Line by line, set down the records below from the first line through the line containing "x=328, y=29". Omit the pictures.

══ Dataset records

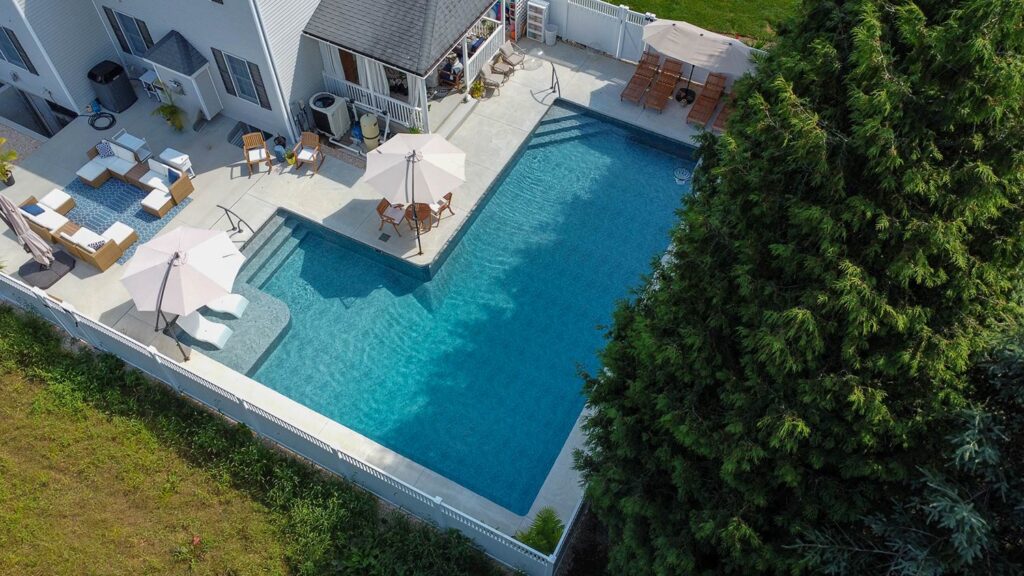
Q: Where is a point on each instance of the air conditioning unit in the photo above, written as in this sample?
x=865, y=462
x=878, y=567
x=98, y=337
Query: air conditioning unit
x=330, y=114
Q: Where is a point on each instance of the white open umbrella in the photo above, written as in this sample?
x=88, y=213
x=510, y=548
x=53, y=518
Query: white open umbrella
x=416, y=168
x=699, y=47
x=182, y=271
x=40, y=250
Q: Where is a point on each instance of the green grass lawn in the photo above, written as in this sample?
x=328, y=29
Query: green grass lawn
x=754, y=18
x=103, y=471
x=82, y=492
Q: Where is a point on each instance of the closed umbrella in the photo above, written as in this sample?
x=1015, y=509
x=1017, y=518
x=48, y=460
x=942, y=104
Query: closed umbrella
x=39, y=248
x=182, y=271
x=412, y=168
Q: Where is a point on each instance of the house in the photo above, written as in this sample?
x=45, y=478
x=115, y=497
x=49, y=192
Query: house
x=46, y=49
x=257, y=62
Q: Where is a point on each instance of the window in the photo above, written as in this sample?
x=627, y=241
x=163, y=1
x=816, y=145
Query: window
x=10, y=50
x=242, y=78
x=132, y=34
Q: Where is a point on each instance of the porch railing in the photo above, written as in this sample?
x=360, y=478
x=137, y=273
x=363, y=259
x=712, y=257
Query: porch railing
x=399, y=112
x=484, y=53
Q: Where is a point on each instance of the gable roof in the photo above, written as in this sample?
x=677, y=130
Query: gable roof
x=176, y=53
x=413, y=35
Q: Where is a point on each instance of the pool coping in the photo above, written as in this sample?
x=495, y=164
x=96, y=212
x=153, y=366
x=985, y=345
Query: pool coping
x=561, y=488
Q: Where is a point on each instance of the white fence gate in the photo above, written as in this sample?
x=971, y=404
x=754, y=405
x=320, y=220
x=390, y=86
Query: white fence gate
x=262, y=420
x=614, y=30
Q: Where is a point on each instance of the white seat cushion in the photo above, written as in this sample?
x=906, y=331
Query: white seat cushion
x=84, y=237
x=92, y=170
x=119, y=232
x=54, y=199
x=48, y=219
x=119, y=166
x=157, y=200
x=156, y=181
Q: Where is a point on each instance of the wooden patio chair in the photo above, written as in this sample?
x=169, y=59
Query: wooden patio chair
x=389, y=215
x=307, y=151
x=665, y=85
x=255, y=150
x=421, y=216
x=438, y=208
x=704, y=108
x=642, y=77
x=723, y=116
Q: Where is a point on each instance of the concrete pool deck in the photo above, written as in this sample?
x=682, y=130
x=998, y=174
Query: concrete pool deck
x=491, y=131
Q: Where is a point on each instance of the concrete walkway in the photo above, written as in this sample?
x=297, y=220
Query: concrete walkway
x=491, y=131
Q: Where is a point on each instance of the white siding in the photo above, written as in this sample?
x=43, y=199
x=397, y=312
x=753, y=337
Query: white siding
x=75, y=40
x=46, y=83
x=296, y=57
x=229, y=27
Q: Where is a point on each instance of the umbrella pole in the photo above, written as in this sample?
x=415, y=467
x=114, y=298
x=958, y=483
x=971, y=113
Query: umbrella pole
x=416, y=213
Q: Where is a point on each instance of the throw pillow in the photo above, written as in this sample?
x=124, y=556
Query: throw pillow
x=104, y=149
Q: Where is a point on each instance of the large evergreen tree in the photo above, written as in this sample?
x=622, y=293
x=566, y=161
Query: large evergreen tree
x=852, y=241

════

Finished task:
Q: Where is a point on each instance of the air conditioning unit in the photo above, written as in this sample?
x=865, y=462
x=878, y=567
x=98, y=337
Query: air conditioning unit
x=330, y=114
Q: Where is a point on each instance of the white open umbrella in the photo above, written as in this sample?
x=88, y=213
x=510, y=548
x=53, y=518
Query: white open umbrella
x=416, y=168
x=699, y=47
x=182, y=271
x=40, y=250
Q: Where is a point on each instance of the green grass lawn in the photo above, written as in this sample?
x=328, y=29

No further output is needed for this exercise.